GOAL A –
From the introductory note on the Empson–Grigson correspondence, list each writer named as one whose work Grigson disparaged in his "Letter from England."
GOAL B –
Pick up the introductory note on the Empson–Grigson correspondence after its final sentence and write what comes next.

TEXT PROVIDED –
Prose from Poetry Magazine

Correspondence

William Empson and Geoffrey Grigson on climbers, criticism, and the morality of rudeness.

BY William Empson & Geoffrey Grigson

Originally Published: April 02, 2012

The influential British poet, critic, and editor Geoffrey Grigson (1905–1985) published a “Letter from England” in the November 1936 issue of Poetry in which he disparaged the work of Dylan Thomas, C. Day Lewis, David Gascoyne, F.R. Leavis, and others; though he praised a number of writers including W.H. Auden, Stephen Spender, and Christopher Isherwood, Grigson wrote that he mostly found “a jelly of mythomania, or self-deception, careerism, dishonesty, and ineptitude.” The “scarcest quality among young English writers,” he wrote, was “integrity.” The piece triggered a vigorous correspondence between Grigson and the estimable William Empson.

MATERIAL PROVIDED –

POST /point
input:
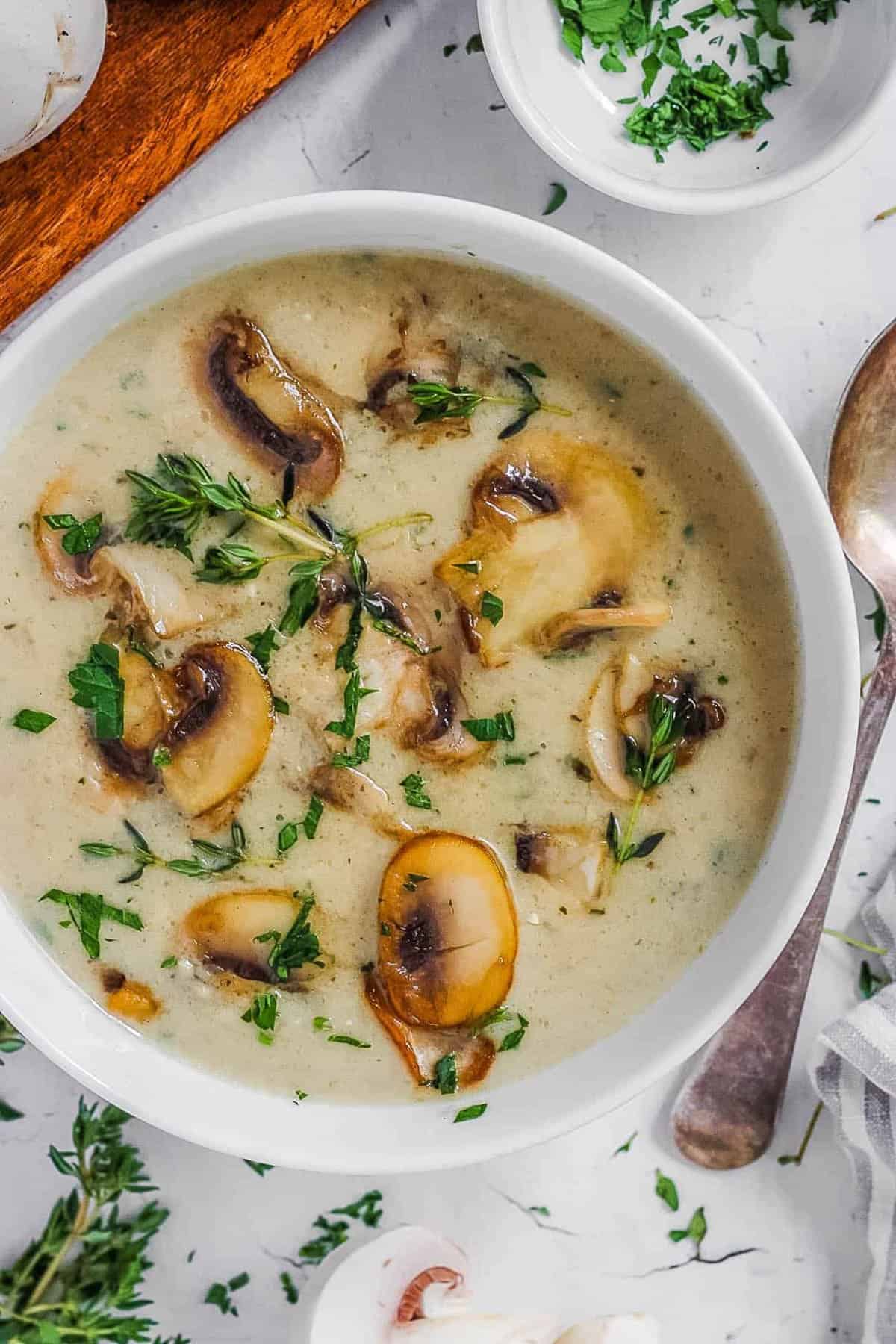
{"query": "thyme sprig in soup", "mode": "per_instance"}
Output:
(390, 645)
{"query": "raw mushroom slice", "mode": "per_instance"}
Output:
(72, 573)
(220, 742)
(361, 1300)
(448, 937)
(147, 589)
(615, 1330)
(555, 523)
(573, 858)
(421, 354)
(222, 933)
(285, 418)
(570, 626)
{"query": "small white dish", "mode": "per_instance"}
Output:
(842, 73)
(113, 1060)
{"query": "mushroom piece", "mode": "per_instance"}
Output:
(147, 589)
(448, 932)
(282, 417)
(421, 355)
(72, 573)
(555, 523)
(567, 856)
(227, 933)
(218, 744)
(618, 712)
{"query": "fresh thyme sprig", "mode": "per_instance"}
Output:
(438, 401)
(649, 768)
(208, 859)
(81, 1278)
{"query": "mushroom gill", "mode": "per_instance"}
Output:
(448, 942)
(420, 354)
(72, 573)
(242, 936)
(618, 712)
(285, 418)
(555, 524)
(218, 744)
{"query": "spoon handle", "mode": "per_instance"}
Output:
(726, 1112)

FINAL ANSWER A –
Dylan Thomas, C. Day Lewis, David Gascoyne, F.R. Leavis

FINAL ANSWER B –
Dear Sir:

Somebody ought to explain about Grigson, when he introduces himself to a new circle of readers, as he apparently did in the November Poetry. The trick of being rude to everybody is, of course, paying journalism of a certain kind, but in Grigson it also comes from the one honest admiration discernible in him, for the work and methods of Wyndham Lewis. However, Grigson shows no sign of having any theoretical basis to be rude from, which Lewis has plenty of; nor has Grigson any capacity in poetry himself; published partly under an assumed name, Martin Boldero, his stuff has been pathetic. This of course need not stop him from being rude to good effect, and he has a good journalistic nose for what he can safely be rude to. But it is annoying to have him call people “climbers” when no other brickbat seems handy. Grigson himself is the only climber in the field. Not that a climber is anything very shocking; but he has got himself a comfortable job as critic by nose and noise alone. He may have published some decent criticism which I have not read, but in his magazine he does not so much as pretend to give reasons for insulting people. (He has not attacked me; I had rather a sharp review in his paper from someone else, but that was criticism all right.) Of course apart from this “climber” talk it is a good thing to have someone making a lively noise, but someone else, as he points out, ought to say Boo.

The coxcomb bird, so talkative and grave,
Who from his cage calls cuckold, whore, and knave,
Though many a passenger he rightly call,
You hold him no philosopher at all.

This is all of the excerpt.